* TASK PROMPT:
All lines from the one with "Exercise. Find the bus license" through the last line of the data below should be copied exactly; please add nothing.

* MATERIAL FOR THE TASK:

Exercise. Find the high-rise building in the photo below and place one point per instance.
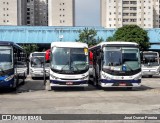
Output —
(36, 13)
(61, 12)
(24, 12)
(116, 13)
(9, 12)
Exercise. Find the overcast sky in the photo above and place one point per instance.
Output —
(87, 12)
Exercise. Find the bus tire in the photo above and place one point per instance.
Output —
(47, 86)
(23, 81)
(129, 88)
(14, 88)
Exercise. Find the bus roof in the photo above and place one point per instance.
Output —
(69, 44)
(9, 43)
(115, 43)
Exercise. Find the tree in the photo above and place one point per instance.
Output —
(132, 33)
(29, 48)
(88, 36)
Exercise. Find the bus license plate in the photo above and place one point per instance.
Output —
(69, 83)
(122, 84)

* TASK RESULT:
Exercise. Find the bus license plate in the photo above and place one point per instance.
Output —
(69, 83)
(122, 84)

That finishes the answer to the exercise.